Reproduce, word for word, the lines of the listing below that run between the line holding "the yellow surface" and the line holding "x=473, y=194", inclusive.

[Records from a data collection]
==========

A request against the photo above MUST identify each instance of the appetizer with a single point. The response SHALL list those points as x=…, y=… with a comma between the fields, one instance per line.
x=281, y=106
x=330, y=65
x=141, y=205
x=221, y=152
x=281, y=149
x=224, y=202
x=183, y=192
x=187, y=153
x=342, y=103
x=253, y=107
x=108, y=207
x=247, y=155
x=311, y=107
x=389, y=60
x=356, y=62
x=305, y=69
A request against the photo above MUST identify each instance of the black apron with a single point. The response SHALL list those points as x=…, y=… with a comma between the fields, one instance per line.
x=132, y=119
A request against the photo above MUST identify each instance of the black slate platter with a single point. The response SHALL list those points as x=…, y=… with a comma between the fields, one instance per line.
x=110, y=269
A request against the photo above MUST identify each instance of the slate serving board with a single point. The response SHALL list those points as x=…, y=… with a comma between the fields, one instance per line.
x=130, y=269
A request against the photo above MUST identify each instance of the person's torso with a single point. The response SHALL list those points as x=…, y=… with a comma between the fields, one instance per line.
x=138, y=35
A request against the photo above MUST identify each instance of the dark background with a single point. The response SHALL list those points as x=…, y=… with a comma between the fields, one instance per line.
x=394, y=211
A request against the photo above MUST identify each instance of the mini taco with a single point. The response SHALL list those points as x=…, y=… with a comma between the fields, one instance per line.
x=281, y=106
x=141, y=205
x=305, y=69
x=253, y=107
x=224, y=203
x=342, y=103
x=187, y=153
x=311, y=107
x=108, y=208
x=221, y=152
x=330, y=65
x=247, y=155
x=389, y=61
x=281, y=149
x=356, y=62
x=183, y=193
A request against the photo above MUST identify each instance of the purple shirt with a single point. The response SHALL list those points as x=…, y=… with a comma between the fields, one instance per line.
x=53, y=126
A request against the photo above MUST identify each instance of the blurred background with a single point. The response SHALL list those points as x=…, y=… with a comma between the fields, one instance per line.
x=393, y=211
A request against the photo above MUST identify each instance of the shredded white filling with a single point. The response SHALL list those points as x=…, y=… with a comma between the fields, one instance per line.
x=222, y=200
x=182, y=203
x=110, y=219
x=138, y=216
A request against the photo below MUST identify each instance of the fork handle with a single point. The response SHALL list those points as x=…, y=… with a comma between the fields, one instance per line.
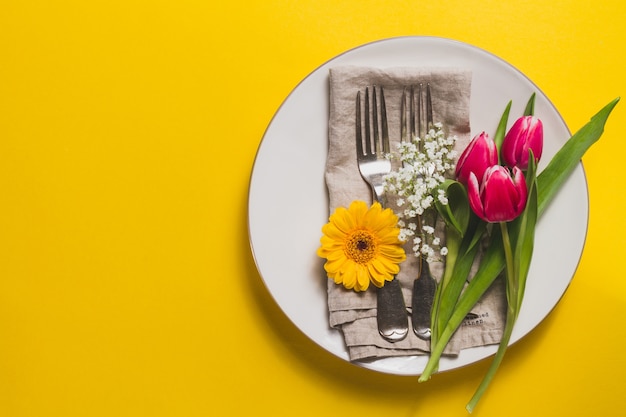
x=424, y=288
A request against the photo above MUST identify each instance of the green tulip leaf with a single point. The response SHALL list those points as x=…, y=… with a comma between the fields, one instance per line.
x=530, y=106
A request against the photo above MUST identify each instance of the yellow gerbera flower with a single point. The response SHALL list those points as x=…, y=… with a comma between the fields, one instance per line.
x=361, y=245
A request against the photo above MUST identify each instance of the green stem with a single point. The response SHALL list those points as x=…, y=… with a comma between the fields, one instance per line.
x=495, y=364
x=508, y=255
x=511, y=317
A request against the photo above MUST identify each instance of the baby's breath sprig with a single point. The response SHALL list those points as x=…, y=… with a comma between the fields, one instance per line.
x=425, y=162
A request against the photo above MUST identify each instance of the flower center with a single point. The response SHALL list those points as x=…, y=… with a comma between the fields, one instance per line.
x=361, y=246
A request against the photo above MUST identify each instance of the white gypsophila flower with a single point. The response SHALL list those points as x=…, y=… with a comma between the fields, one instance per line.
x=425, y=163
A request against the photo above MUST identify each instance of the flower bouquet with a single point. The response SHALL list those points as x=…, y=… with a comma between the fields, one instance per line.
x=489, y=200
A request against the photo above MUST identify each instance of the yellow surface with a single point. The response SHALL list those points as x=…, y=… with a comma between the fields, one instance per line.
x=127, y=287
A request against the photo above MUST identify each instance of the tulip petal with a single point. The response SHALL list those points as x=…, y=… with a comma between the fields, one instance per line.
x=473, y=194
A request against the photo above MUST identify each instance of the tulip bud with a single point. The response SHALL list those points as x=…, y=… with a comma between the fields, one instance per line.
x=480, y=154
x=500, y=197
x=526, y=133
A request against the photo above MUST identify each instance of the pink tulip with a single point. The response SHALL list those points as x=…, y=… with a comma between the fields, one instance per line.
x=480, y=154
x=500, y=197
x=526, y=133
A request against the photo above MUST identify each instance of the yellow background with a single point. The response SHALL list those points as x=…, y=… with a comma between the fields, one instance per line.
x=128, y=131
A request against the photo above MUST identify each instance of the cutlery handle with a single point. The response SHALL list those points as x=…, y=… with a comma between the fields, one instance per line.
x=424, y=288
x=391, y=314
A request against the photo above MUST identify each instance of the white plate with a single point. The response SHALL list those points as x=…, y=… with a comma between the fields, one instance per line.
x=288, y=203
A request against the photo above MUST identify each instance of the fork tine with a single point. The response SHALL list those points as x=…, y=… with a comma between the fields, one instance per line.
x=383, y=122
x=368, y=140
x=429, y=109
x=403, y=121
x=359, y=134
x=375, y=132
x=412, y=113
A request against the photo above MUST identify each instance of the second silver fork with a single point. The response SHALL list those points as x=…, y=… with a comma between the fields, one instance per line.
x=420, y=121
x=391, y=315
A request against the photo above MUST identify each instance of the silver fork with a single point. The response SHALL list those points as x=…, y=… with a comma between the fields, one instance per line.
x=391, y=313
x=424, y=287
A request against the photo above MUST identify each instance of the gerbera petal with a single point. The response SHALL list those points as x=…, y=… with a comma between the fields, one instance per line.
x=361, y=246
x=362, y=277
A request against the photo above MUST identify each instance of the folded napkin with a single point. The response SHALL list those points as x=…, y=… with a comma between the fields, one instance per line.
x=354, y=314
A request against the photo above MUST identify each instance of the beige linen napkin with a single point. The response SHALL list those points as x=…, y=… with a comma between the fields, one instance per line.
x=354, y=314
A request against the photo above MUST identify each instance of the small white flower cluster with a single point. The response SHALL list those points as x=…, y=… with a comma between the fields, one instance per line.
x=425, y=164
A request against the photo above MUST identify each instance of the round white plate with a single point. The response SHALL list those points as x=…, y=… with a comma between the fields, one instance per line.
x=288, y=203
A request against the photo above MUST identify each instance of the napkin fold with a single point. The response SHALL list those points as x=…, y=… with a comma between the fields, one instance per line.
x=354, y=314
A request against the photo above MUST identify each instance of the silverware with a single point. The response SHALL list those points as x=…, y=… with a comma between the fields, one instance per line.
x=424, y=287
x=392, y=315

==========

Result of this exercise:
A request against the photo above MUST identify each instance of the yellow surface with a single point. The response SHALL list those points as x=…, y=… with a comma between the fields, one instance per line.
x=127, y=287
A request against the photo above MUST identify each instance of the tulip petal with a single point. The response SHALL list those points as x=…, y=… with a comma between the fields, one instance per line.
x=473, y=194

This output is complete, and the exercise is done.